Exercise instructions: Beginning at the start of the records and stopping after the line that contains "positive clicks: (188, 129)", set out those lines as a numbered list without blank lines, and leave the pictures out of the answer.

Task inputs:

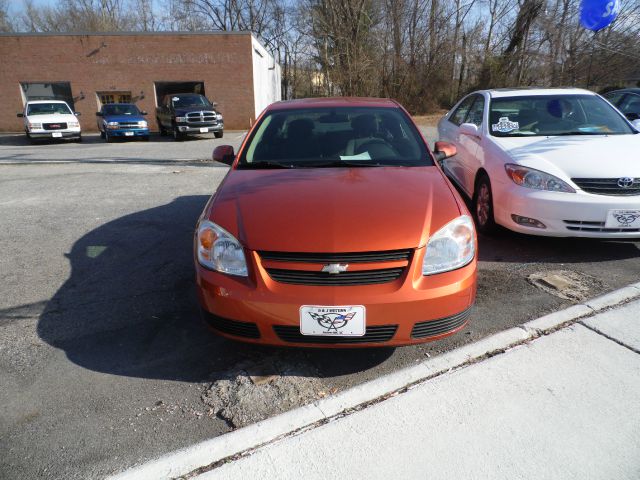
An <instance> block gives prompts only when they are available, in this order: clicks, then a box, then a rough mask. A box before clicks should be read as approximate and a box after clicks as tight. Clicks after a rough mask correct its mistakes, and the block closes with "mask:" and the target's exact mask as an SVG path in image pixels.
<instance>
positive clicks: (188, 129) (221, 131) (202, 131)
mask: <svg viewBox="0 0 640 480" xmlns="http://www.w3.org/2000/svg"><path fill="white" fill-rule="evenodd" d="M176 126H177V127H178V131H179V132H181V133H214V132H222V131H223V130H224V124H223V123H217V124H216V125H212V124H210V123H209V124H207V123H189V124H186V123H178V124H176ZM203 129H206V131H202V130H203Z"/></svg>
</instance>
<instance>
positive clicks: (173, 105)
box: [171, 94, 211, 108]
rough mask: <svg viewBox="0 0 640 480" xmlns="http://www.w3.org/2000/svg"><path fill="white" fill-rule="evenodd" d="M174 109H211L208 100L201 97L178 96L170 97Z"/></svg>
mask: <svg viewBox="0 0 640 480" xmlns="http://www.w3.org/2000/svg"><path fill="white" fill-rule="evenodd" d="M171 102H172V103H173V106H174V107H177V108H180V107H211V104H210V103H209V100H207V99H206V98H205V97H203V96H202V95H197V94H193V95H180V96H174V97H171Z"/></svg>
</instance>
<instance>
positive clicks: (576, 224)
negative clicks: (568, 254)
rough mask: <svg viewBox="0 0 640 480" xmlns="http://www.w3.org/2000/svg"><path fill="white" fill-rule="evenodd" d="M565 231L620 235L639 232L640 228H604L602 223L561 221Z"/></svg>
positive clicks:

Solution for this task:
1. An <instance> block gives prompts only when they are available, in this order: clicks, then a box, then a rough mask. A box before clicks should be read as approximate and a box after clicks as tight. Clicks after a rough mask correct its mistakes, and the block closes with "mask:" and the target's exact mask as an SVG path in image pixels.
2. <instance>
3. positive clicks: (188, 129) (221, 131) (202, 131)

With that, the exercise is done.